All pictures should be dropped, and only the lines from the top of the entries below through the line containing "[[29, 3], [422, 176]]" repeated exactly, both ends included.
Data shown below:
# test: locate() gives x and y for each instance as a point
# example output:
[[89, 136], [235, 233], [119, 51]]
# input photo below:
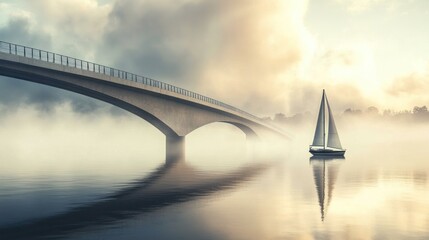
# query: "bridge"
[[173, 110]]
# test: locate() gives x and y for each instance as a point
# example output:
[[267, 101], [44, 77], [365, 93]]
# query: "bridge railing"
[[33, 53]]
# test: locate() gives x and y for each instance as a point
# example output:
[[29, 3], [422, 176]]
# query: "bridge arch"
[[127, 106]]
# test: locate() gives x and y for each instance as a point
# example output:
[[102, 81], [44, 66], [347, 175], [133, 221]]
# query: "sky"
[[262, 56]]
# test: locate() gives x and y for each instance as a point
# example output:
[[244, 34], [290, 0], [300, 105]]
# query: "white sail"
[[319, 135], [333, 138]]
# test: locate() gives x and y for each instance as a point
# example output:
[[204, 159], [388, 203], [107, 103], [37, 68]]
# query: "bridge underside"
[[175, 117]]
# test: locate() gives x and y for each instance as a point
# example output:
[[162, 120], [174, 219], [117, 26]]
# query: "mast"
[[333, 138], [319, 134], [323, 119]]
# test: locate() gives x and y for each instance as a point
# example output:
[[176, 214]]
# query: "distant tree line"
[[418, 114]]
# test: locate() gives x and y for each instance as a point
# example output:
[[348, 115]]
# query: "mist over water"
[[67, 175]]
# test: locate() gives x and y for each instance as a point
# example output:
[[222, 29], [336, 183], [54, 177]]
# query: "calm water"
[[223, 189]]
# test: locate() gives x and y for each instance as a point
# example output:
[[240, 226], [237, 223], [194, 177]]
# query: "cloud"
[[258, 55], [412, 84], [237, 51], [409, 90], [73, 27], [360, 5]]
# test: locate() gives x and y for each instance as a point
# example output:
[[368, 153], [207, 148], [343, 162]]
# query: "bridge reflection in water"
[[325, 173], [173, 182]]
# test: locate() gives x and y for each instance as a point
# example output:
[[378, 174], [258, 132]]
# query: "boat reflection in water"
[[325, 172]]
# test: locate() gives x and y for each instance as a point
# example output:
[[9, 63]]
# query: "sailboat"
[[326, 144]]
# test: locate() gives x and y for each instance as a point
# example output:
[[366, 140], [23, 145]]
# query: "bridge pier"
[[175, 149]]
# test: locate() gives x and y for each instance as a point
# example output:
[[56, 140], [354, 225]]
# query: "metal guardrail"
[[33, 53]]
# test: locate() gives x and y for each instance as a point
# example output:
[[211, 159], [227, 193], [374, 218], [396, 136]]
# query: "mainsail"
[[333, 138], [319, 135]]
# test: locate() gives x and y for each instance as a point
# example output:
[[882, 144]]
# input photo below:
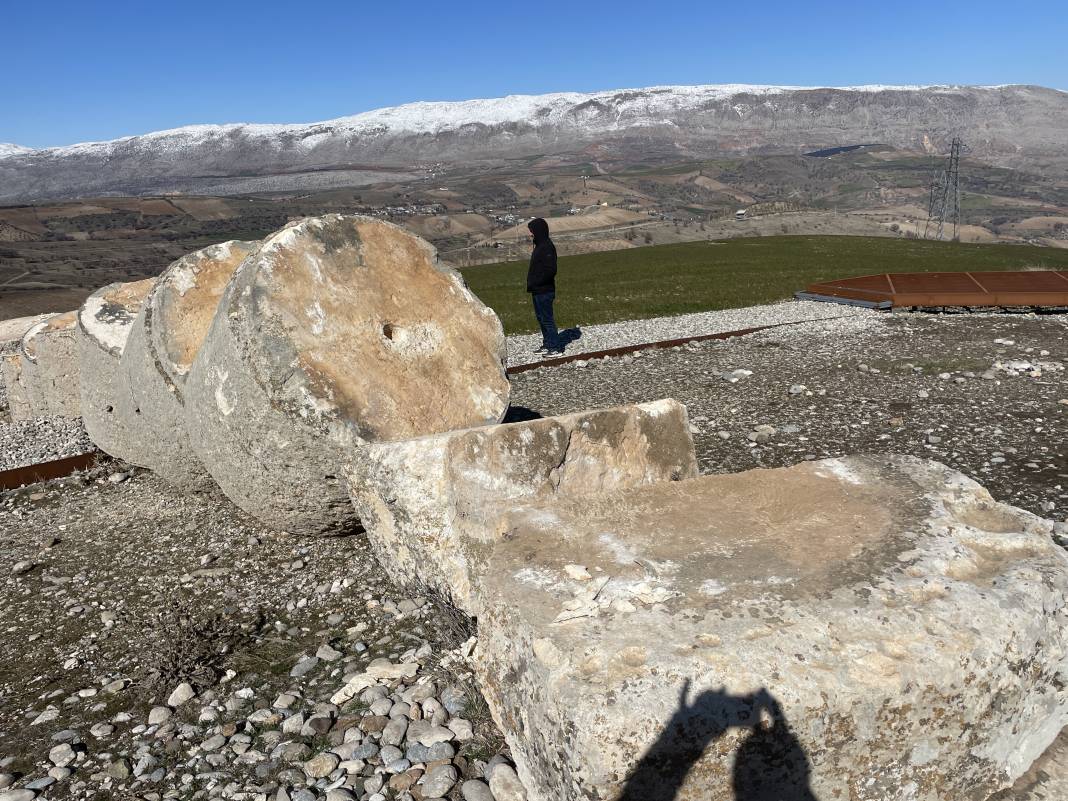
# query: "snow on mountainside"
[[1006, 124], [652, 104], [12, 150]]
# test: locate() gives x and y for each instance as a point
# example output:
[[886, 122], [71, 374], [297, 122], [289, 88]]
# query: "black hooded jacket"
[[542, 275]]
End of Data shown.
Written answer:
# test: locate() gives x and y for each instance as a point
# example output:
[[89, 136], [235, 233], [119, 51]]
# input photo below:
# query: "bridge"
[[173, 110]]
# test: locate() gives x and y for each instance as a point
# example output:
[[267, 101], [44, 77], [365, 93]]
# query: "bridge railing"
[[33, 53]]
# test: locate() gives x and y for each instance as a point
# example output:
[[29, 3], [422, 176]]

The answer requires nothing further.